▸ **AIM OF THE EXERCISE**:
Render the lines from the one containing "Place a point on each instance of the shell" through the last line as a Markdown table with columns Row and Line. Skip blank lines, and leave the pictures out.
##### DATA FOR THE TASK
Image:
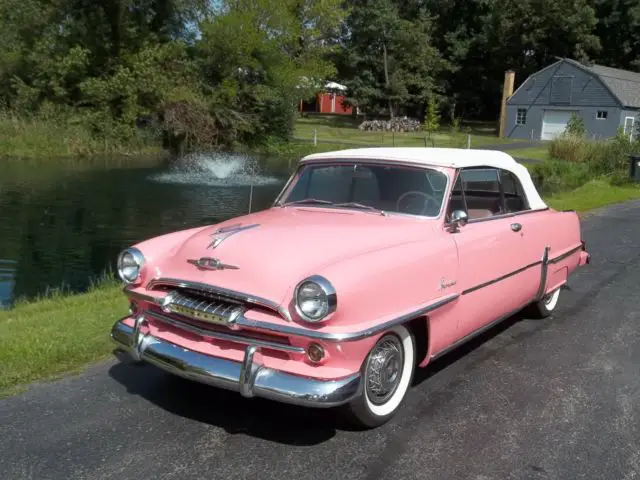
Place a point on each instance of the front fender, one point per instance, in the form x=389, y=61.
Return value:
x=157, y=248
x=376, y=286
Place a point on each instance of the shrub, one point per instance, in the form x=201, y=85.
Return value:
x=556, y=176
x=569, y=148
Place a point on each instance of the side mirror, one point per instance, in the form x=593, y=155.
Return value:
x=459, y=219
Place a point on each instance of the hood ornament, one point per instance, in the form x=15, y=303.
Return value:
x=223, y=233
x=209, y=263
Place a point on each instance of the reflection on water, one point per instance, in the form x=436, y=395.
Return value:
x=63, y=223
x=7, y=273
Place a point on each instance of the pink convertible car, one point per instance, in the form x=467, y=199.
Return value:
x=370, y=263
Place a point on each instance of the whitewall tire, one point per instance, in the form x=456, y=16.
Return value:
x=545, y=307
x=387, y=373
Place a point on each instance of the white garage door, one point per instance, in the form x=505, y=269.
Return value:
x=554, y=122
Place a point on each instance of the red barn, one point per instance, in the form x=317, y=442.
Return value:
x=328, y=100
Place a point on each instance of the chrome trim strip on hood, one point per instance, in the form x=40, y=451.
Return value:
x=224, y=292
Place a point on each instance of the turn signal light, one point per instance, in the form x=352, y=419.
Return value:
x=315, y=352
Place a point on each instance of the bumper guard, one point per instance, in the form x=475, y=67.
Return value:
x=247, y=377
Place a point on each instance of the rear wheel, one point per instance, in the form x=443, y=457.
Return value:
x=387, y=374
x=545, y=307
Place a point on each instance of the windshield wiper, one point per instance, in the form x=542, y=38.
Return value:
x=308, y=200
x=360, y=205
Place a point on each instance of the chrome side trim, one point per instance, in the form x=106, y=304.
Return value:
x=225, y=292
x=248, y=377
x=543, y=274
x=224, y=336
x=499, y=279
x=566, y=254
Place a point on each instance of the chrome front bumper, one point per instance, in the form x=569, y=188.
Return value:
x=248, y=377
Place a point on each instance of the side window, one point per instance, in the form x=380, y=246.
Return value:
x=481, y=192
x=514, y=198
x=457, y=199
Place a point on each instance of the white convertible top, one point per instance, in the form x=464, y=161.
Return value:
x=441, y=157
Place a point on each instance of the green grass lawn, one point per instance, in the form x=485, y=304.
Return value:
x=46, y=338
x=593, y=194
x=533, y=153
x=344, y=129
x=49, y=337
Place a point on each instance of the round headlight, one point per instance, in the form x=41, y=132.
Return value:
x=315, y=298
x=130, y=263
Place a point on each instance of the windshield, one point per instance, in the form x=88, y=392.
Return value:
x=383, y=188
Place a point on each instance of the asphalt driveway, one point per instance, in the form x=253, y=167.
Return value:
x=531, y=399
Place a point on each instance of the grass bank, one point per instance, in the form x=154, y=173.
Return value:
x=332, y=131
x=45, y=338
x=61, y=136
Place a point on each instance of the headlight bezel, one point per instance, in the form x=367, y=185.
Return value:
x=330, y=295
x=138, y=258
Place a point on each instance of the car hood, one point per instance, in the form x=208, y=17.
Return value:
x=286, y=245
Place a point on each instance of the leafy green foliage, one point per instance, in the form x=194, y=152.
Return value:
x=432, y=117
x=217, y=74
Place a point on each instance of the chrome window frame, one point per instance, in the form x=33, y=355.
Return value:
x=528, y=210
x=371, y=161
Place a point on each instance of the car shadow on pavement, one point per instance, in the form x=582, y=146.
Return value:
x=269, y=420
x=265, y=419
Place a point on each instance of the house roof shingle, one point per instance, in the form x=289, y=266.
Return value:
x=624, y=84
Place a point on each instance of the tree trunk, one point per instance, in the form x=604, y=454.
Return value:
x=386, y=76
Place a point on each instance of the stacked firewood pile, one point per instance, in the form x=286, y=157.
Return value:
x=398, y=124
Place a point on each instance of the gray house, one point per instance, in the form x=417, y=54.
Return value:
x=604, y=97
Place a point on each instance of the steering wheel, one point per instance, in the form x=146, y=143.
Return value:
x=425, y=203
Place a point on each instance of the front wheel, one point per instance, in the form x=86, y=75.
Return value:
x=387, y=374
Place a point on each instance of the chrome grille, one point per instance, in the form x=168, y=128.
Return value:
x=207, y=310
x=217, y=294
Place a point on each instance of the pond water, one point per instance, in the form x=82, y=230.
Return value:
x=63, y=221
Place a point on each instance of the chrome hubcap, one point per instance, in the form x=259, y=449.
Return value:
x=548, y=299
x=384, y=369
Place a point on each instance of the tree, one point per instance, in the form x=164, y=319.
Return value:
x=388, y=60
x=432, y=117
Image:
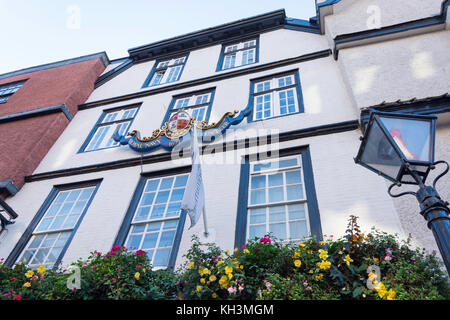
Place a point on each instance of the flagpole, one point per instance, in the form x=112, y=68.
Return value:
x=206, y=233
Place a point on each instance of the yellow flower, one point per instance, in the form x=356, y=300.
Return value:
x=324, y=265
x=391, y=294
x=41, y=269
x=348, y=260
x=323, y=254
x=223, y=282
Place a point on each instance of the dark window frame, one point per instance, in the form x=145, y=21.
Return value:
x=297, y=85
x=5, y=97
x=100, y=123
x=222, y=55
x=172, y=108
x=28, y=233
x=127, y=220
x=312, y=204
x=155, y=69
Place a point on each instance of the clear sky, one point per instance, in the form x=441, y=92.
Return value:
x=36, y=32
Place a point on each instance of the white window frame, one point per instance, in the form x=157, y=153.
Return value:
x=284, y=203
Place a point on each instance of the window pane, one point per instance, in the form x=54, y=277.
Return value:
x=276, y=194
x=166, y=183
x=158, y=211
x=293, y=177
x=150, y=241
x=258, y=182
x=298, y=229
x=162, y=197
x=142, y=214
x=161, y=258
x=275, y=179
x=278, y=230
x=258, y=196
x=257, y=215
x=296, y=211
x=180, y=181
x=173, y=209
x=147, y=199
x=134, y=241
x=166, y=239
x=277, y=214
x=257, y=231
x=294, y=192
x=177, y=195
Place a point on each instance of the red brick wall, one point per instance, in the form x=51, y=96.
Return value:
x=24, y=143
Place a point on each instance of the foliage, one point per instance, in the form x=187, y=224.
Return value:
x=356, y=266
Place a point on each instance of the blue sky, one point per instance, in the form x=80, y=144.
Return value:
x=35, y=32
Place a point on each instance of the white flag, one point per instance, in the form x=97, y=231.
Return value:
x=194, y=195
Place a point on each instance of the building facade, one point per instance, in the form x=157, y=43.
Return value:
x=286, y=168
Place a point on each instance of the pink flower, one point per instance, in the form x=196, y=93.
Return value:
x=231, y=290
x=265, y=239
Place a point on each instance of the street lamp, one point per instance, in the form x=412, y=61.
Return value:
x=400, y=147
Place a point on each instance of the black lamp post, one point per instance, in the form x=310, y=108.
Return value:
x=400, y=147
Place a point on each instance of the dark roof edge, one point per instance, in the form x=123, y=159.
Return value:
x=8, y=187
x=101, y=55
x=191, y=40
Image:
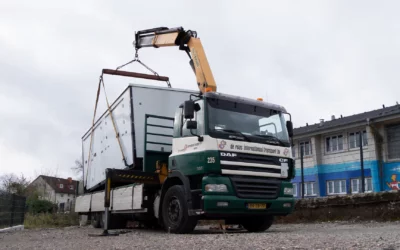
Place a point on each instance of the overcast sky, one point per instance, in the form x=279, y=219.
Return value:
x=316, y=58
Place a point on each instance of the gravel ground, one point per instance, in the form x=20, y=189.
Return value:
x=306, y=236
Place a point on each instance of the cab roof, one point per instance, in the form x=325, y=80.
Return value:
x=244, y=100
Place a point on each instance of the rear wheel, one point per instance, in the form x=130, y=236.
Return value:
x=97, y=220
x=175, y=212
x=258, y=224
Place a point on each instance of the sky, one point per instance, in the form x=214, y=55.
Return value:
x=316, y=58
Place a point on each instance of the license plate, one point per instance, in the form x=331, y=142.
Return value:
x=256, y=206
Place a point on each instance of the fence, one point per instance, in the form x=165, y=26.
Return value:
x=12, y=209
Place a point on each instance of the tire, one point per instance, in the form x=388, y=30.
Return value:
x=175, y=212
x=258, y=224
x=96, y=220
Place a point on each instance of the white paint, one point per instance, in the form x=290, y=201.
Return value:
x=320, y=156
x=191, y=144
x=97, y=202
x=160, y=101
x=249, y=173
x=127, y=198
x=247, y=164
x=82, y=203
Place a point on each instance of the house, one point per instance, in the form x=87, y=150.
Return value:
x=57, y=190
x=332, y=153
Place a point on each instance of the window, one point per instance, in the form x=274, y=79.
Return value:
x=334, y=143
x=199, y=117
x=336, y=187
x=393, y=138
x=294, y=189
x=306, y=145
x=354, y=139
x=356, y=185
x=310, y=188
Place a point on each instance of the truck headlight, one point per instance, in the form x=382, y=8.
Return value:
x=216, y=188
x=288, y=191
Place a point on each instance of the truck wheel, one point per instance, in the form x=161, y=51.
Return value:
x=96, y=220
x=258, y=224
x=175, y=212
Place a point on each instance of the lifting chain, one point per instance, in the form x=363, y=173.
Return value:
x=136, y=59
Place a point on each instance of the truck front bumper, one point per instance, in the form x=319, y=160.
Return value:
x=229, y=204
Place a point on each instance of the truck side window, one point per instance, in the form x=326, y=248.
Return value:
x=199, y=117
x=178, y=123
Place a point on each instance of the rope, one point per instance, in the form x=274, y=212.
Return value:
x=94, y=116
x=101, y=82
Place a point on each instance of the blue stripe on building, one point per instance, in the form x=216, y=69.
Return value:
x=344, y=171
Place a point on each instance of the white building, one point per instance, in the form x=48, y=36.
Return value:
x=331, y=160
x=57, y=190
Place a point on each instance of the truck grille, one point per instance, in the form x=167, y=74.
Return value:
x=256, y=187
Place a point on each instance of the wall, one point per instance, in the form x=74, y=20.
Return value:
x=45, y=190
x=323, y=166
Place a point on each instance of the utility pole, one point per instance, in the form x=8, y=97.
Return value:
x=362, y=164
x=302, y=170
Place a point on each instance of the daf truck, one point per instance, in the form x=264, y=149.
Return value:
x=171, y=157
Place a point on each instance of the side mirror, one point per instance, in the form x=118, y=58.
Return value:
x=191, y=124
x=289, y=126
x=188, y=109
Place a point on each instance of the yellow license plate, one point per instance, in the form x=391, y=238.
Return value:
x=257, y=206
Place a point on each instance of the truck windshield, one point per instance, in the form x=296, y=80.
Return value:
x=239, y=121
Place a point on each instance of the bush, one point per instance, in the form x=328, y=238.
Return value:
x=36, y=206
x=43, y=220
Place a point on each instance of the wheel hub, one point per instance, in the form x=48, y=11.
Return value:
x=174, y=209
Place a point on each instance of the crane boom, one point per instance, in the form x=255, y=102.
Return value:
x=187, y=41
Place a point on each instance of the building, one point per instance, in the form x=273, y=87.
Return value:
x=331, y=159
x=57, y=190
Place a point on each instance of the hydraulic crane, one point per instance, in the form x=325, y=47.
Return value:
x=187, y=41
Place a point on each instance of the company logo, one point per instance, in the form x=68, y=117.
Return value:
x=222, y=144
x=228, y=154
x=286, y=151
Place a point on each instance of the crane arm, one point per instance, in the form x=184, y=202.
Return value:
x=187, y=41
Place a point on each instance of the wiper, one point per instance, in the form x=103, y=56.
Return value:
x=237, y=132
x=271, y=137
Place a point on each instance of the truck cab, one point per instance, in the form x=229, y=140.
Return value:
x=231, y=156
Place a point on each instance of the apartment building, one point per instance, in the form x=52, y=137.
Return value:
x=331, y=154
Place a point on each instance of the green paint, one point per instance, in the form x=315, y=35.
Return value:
x=196, y=163
x=218, y=180
x=238, y=206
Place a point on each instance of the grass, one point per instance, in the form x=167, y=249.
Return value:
x=46, y=220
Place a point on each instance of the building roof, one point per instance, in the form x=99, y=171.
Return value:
x=343, y=121
x=54, y=183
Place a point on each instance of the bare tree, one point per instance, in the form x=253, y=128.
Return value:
x=78, y=169
x=14, y=184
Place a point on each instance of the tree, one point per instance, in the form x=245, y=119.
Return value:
x=14, y=184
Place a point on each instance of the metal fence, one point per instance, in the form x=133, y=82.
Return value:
x=12, y=209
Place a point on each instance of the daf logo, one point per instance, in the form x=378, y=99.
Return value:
x=228, y=154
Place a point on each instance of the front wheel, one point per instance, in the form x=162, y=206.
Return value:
x=258, y=224
x=175, y=212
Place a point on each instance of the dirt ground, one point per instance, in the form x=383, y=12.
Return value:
x=280, y=236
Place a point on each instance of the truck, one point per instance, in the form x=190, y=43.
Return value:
x=170, y=157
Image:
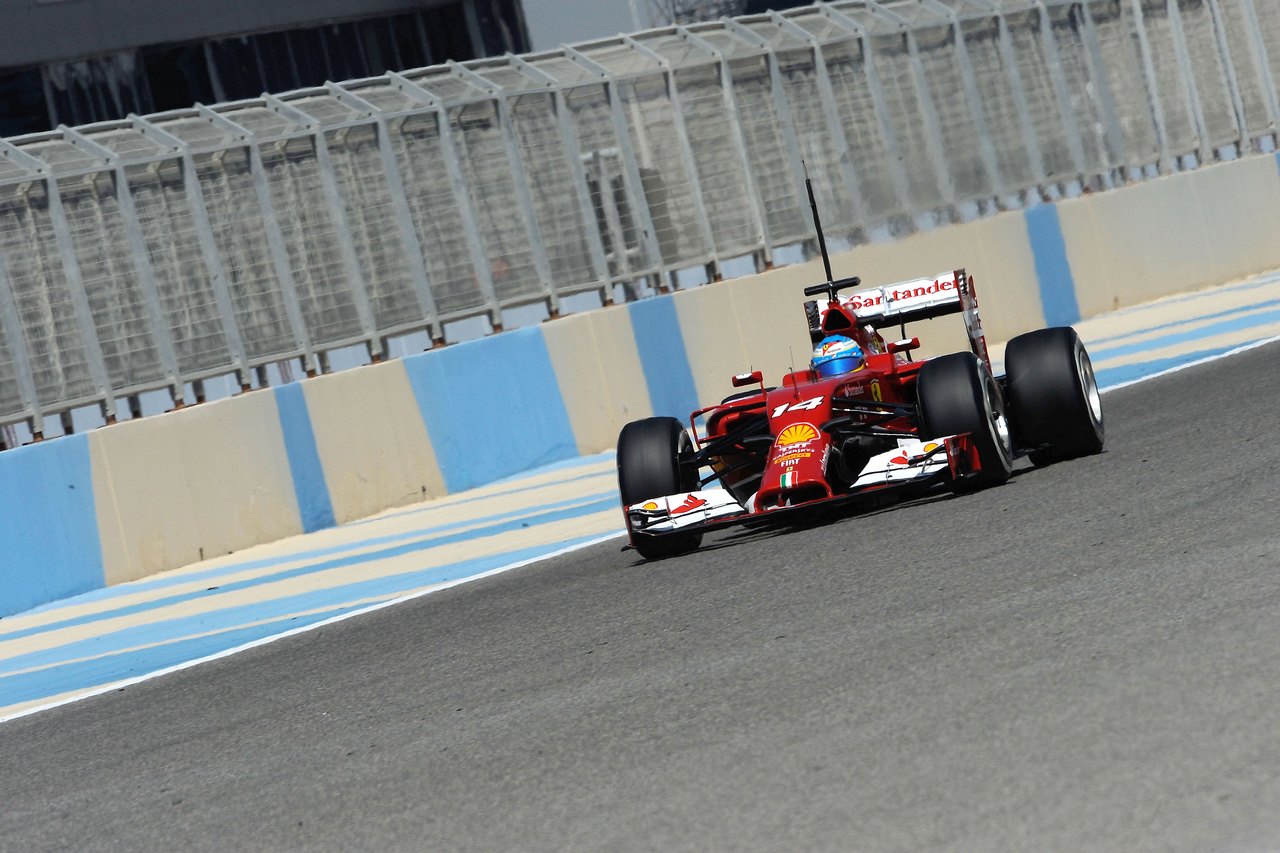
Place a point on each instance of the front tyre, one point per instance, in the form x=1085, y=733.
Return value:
x=1054, y=395
x=654, y=461
x=958, y=395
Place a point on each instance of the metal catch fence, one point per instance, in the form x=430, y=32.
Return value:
x=163, y=250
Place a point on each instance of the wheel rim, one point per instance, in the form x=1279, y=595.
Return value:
x=1089, y=383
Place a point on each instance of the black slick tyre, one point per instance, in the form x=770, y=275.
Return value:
x=653, y=461
x=1054, y=400
x=958, y=395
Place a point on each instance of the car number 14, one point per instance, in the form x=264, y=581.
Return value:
x=805, y=405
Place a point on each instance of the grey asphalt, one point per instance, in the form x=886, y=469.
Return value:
x=1087, y=658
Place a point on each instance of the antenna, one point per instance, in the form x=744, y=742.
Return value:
x=794, y=386
x=817, y=224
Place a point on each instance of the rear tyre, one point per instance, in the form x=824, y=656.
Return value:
x=1054, y=398
x=958, y=395
x=654, y=461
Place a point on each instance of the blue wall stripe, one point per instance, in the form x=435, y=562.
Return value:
x=49, y=543
x=300, y=443
x=1052, y=269
x=663, y=357
x=492, y=407
x=145, y=648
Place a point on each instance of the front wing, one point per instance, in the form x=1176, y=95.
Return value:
x=913, y=464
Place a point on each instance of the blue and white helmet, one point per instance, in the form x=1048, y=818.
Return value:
x=836, y=355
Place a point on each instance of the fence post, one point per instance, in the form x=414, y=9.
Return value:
x=686, y=150
x=631, y=167
x=274, y=238
x=461, y=196
x=161, y=333
x=520, y=179
x=781, y=106
x=208, y=247
x=1184, y=63
x=831, y=112
x=572, y=153
x=1264, y=63
x=1233, y=81
x=897, y=172
x=338, y=213
x=1148, y=71
x=23, y=375
x=403, y=215
x=737, y=136
x=74, y=283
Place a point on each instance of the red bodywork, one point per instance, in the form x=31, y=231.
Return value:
x=800, y=464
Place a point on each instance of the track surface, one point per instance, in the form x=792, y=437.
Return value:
x=1084, y=658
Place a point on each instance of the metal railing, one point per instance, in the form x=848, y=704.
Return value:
x=163, y=250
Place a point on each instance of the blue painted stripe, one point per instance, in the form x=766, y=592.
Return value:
x=492, y=406
x=300, y=443
x=334, y=557
x=1109, y=377
x=62, y=669
x=1052, y=269
x=1182, y=324
x=1224, y=327
x=49, y=541
x=663, y=357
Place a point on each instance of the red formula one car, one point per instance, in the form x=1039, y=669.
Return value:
x=863, y=422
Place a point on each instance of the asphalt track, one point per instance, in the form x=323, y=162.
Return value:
x=1082, y=660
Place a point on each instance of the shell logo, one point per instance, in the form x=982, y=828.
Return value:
x=796, y=434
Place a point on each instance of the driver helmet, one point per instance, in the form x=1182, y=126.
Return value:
x=836, y=355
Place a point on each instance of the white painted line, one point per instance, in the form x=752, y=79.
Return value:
x=449, y=584
x=1193, y=364
x=264, y=641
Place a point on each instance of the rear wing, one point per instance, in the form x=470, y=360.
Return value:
x=923, y=299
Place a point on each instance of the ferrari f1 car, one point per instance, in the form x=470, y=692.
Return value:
x=863, y=422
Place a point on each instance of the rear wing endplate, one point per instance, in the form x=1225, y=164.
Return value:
x=922, y=299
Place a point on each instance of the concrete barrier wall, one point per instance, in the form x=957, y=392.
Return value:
x=145, y=496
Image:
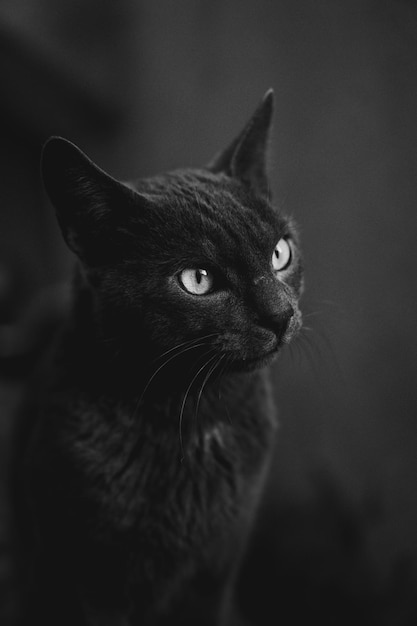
##########
▸ **SOLVED PROBLEM**:
| Row | Line |
|---|---|
| 1 | Place a point on each instance of the shell logo, one point per instance, in the form x=982, y=828. |
| 2 | Return value: |
| 3 | x=796, y=434 |
| 4 | Place a point on each instance of the driver helmet, one point per instance, in the form x=1182, y=126. |
| 5 | Return value: |
| 6 | x=836, y=355 |
| 7 | Place a point on each instance of the white painted line, one point per instance, in the form x=752, y=79. |
| 8 | Return value: |
| 9 | x=449, y=584 |
| 10 | x=1193, y=364 |
| 11 | x=264, y=641 |
| 12 | Place a point on each instance of the rear wing, one point per instance, in the form x=470, y=360. |
| 13 | Return value: |
| 14 | x=923, y=299 |
| 15 | Place a point on each instance of the ferrari f1 car, one point per instance, in the form x=470, y=692. |
| 16 | Return value: |
| 17 | x=863, y=422 |
| 18 | Place a point on each instance of the rear wing endplate, one point per instance, in the form x=1225, y=164. |
| 19 | Return value: |
| 20 | x=922, y=299 |
| 21 | Place a point on each instance of the concrete barrier wall, one point per instance, in the form x=957, y=392. |
| 22 | Return value: |
| 23 | x=145, y=496 |
| 24 | Image: |